Task input
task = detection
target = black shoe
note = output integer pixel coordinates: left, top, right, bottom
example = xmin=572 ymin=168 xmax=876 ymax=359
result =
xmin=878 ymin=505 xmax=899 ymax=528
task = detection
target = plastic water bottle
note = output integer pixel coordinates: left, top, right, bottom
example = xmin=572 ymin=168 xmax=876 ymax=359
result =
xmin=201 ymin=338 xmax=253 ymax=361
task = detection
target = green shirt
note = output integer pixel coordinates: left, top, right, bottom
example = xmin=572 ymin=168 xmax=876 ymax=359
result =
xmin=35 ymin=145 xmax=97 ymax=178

What the task asks
Rewrite the material above as a Markdown table with the columns Number and Line. Give each non-blank line its own row, numbered in order.

Solution to this exercise
| Number | Line |
|---|---|
| 1 | task = detection |
| 2 | target = black shoe |
| 3 | note = output integer pixel coordinates: left, top, right, bottom |
| 4 | example = xmin=572 ymin=168 xmax=876 ymax=359 |
| 5 | result = |
| 6 | xmin=878 ymin=505 xmax=899 ymax=528 |
| 7 | task = detection |
| 8 | target = plastic water bottle |
| 9 | note = output integer pixel coordinates: left, top, right, bottom |
| 10 | example = xmin=572 ymin=168 xmax=876 ymax=359 |
| 11 | result = |
| 12 | xmin=201 ymin=338 xmax=253 ymax=361 |
| 13 | task = detection |
| 14 | target = green shirt |
| 15 | note = output integer pixel coordinates: left, top, right, bottom |
| 16 | example = xmin=572 ymin=168 xmax=876 ymax=359 |
| 17 | result = |
| 18 | xmin=35 ymin=145 xmax=97 ymax=178 |